◆ Supplied material:
*** Begin section ***
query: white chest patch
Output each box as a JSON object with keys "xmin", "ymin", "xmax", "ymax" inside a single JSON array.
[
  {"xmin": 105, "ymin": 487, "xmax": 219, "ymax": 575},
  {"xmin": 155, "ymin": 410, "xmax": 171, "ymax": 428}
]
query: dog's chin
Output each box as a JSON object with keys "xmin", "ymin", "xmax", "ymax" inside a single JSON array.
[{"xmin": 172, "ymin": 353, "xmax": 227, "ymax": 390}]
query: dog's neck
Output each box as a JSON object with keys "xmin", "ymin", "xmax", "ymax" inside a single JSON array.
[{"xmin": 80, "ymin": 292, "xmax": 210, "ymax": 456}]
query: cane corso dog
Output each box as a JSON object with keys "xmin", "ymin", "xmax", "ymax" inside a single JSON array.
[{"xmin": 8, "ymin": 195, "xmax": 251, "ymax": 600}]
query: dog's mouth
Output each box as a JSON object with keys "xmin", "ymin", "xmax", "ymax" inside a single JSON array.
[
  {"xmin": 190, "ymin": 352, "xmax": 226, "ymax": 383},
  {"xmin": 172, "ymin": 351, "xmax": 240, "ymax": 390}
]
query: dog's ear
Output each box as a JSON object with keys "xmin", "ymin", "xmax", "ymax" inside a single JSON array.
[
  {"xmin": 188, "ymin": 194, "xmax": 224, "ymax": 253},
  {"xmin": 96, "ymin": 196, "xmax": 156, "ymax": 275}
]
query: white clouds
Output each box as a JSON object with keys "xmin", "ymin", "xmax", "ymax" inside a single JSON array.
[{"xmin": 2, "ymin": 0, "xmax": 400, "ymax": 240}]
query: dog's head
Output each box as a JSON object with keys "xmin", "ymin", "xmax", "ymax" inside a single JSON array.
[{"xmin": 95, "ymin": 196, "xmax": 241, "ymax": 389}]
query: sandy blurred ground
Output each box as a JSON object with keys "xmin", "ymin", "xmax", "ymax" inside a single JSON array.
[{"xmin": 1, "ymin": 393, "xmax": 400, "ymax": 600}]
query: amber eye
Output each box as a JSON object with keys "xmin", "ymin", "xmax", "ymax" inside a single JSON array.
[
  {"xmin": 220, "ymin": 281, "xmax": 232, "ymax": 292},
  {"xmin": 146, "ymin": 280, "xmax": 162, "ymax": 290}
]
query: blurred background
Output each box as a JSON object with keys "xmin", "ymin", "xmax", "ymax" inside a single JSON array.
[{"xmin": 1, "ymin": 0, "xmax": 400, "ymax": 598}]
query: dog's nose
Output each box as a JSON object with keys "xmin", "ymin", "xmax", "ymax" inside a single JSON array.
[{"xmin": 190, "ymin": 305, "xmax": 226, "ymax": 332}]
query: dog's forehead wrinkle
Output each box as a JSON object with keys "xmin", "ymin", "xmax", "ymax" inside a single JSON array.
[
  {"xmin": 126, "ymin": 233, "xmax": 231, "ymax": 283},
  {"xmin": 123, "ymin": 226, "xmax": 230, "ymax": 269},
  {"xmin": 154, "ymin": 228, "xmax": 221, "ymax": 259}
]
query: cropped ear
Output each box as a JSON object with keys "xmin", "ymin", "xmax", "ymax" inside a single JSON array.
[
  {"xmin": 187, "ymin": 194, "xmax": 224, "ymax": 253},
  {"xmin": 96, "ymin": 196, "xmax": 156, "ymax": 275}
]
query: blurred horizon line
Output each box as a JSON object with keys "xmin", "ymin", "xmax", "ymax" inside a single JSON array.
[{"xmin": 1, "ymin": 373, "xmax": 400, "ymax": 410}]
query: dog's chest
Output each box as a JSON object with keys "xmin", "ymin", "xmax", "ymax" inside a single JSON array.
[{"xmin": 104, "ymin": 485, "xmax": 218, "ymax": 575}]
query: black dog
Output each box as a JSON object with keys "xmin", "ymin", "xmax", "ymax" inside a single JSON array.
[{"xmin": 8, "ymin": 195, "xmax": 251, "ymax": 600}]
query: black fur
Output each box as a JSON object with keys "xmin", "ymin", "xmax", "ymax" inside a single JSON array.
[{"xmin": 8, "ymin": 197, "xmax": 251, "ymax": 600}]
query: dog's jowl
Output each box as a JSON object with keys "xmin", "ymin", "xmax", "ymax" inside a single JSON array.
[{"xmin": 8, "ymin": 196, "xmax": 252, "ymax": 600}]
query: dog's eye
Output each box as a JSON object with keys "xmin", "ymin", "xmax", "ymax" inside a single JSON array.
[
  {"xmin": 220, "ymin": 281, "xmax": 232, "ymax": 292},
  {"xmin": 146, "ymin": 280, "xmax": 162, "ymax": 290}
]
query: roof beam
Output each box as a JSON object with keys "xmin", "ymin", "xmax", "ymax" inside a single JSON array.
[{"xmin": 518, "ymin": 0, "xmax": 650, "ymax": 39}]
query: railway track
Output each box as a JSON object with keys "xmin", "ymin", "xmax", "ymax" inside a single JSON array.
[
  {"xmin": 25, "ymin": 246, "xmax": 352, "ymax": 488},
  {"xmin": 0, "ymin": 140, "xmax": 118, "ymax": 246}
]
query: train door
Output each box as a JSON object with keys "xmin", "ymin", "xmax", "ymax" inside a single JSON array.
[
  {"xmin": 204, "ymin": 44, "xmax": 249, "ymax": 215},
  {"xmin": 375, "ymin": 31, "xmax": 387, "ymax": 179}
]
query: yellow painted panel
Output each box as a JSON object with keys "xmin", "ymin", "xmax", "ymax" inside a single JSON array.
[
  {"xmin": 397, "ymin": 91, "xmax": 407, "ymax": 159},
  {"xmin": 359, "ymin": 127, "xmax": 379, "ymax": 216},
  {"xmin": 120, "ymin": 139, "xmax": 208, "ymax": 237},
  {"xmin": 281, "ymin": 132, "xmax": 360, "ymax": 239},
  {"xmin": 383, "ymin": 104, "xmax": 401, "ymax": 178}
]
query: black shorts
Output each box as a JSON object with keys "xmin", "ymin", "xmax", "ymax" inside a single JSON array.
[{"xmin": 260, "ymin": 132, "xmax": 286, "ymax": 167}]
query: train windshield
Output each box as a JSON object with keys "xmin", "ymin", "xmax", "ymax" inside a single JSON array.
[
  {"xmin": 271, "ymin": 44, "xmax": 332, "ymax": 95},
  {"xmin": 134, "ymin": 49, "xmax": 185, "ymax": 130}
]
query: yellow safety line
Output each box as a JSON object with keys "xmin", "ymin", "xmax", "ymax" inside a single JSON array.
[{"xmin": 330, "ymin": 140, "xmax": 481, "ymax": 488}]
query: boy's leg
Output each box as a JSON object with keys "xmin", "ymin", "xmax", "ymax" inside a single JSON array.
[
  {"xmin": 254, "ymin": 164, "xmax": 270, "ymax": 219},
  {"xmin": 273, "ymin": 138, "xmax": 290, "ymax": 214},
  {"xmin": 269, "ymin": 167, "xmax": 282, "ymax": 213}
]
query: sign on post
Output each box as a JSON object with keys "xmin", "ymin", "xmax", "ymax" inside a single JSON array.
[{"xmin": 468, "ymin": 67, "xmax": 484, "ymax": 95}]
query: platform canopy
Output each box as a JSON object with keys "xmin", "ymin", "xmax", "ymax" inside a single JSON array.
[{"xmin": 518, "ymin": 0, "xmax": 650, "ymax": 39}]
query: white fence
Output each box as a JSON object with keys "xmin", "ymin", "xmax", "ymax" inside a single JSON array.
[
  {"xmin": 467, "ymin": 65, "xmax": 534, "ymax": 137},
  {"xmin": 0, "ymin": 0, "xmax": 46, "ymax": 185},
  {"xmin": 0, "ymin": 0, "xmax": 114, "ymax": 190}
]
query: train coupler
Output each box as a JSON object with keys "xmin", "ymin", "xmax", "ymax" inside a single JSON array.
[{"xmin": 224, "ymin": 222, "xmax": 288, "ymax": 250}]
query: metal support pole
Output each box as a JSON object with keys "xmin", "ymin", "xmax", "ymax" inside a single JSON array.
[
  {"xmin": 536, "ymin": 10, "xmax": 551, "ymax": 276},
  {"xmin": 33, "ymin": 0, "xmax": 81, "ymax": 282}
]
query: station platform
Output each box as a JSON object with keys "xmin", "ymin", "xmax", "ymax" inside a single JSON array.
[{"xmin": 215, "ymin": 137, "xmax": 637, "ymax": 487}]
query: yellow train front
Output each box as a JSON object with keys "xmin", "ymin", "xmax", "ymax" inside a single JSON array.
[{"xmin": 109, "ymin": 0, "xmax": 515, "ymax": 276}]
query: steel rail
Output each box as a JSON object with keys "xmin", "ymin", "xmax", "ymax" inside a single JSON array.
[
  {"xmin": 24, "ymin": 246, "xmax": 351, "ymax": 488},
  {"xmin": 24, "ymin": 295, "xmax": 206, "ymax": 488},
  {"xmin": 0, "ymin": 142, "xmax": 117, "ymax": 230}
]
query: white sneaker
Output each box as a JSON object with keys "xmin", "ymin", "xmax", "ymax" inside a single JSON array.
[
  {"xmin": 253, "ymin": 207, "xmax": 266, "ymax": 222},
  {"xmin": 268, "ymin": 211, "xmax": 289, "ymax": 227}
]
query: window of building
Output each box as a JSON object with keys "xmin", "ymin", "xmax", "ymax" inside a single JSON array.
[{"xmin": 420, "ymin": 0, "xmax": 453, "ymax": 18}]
*** End section ***
◆ Instructions to follow: Transcribe verbatim. Cover the lines from the first line of the entries above to the line containing "query: amber eye", inclusive.

◆ Answer space:
query: white chest patch
Output each box as a JSON object with keys "xmin", "ymin", "xmax", "ymax" inside a single JSON array.
[
  {"xmin": 105, "ymin": 487, "xmax": 219, "ymax": 575},
  {"xmin": 155, "ymin": 410, "xmax": 171, "ymax": 428}
]
query: dog's chin
Output each box as a JSON object with keys "xmin", "ymin", "xmax", "ymax" inside a single JSON array.
[{"xmin": 172, "ymin": 353, "xmax": 227, "ymax": 390}]
query: dog's neck
Output each box as a JSON object with keys "xmin", "ymin", "xmax", "ymax" inside a single JSON array.
[{"xmin": 80, "ymin": 292, "xmax": 210, "ymax": 456}]
query: cane corso dog
Output each box as a JSON object with keys "xmin", "ymin", "xmax", "ymax" inside a single JSON array.
[{"xmin": 8, "ymin": 195, "xmax": 251, "ymax": 600}]
query: dog's mouth
Output each box as a JSON object with keys "xmin", "ymin", "xmax", "ymax" inside a single JSON array.
[
  {"xmin": 190, "ymin": 352, "xmax": 226, "ymax": 383},
  {"xmin": 172, "ymin": 351, "xmax": 240, "ymax": 390}
]
query: dog's ear
Output each box as a JSON object with keys "xmin", "ymin", "xmax", "ymax" inside a single JSON array.
[
  {"xmin": 188, "ymin": 194, "xmax": 224, "ymax": 253},
  {"xmin": 96, "ymin": 196, "xmax": 156, "ymax": 275}
]
query: white clouds
Output each box as a JSON object with keys "xmin", "ymin", "xmax", "ymax" inside a single JSON array.
[{"xmin": 2, "ymin": 0, "xmax": 400, "ymax": 240}]
query: dog's head
Output each box as a JSON object with keys "xmin", "ymin", "xmax", "ymax" inside a single JSON array.
[{"xmin": 95, "ymin": 196, "xmax": 241, "ymax": 389}]
query: sandy blurred ground
Output each box as a JSON object with keys "xmin", "ymin", "xmax", "ymax" inside a single JSON array.
[{"xmin": 1, "ymin": 393, "xmax": 400, "ymax": 600}]
query: amber eye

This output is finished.